### Exercise aim
Copy out the text of every item below word for word, leaving out the pictures.

::: Dataset extract

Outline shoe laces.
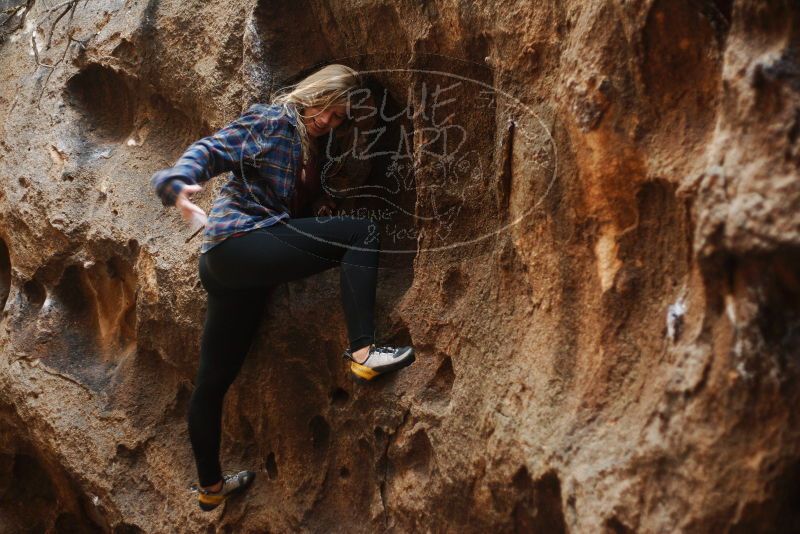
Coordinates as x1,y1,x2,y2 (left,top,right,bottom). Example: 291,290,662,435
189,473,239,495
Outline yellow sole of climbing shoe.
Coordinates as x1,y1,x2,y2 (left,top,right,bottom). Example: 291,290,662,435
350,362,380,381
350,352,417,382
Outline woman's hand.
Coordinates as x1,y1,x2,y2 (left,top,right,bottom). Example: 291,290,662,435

::::::

### Task answer
Outline shoe laces.
Coordinates as x1,y1,x2,y2 (left,top,right,bottom). Example: 291,290,662,435
189,473,239,495
Outline yellow sole of climbing shoe.
Coordinates as x1,y1,x2,y2 (left,top,right,bottom). Example: 291,290,662,435
350,362,380,381
350,352,417,382
Outline woman's hand.
Coordinates as x1,y1,x2,y2 (left,top,right,bottom). Example: 291,290,662,435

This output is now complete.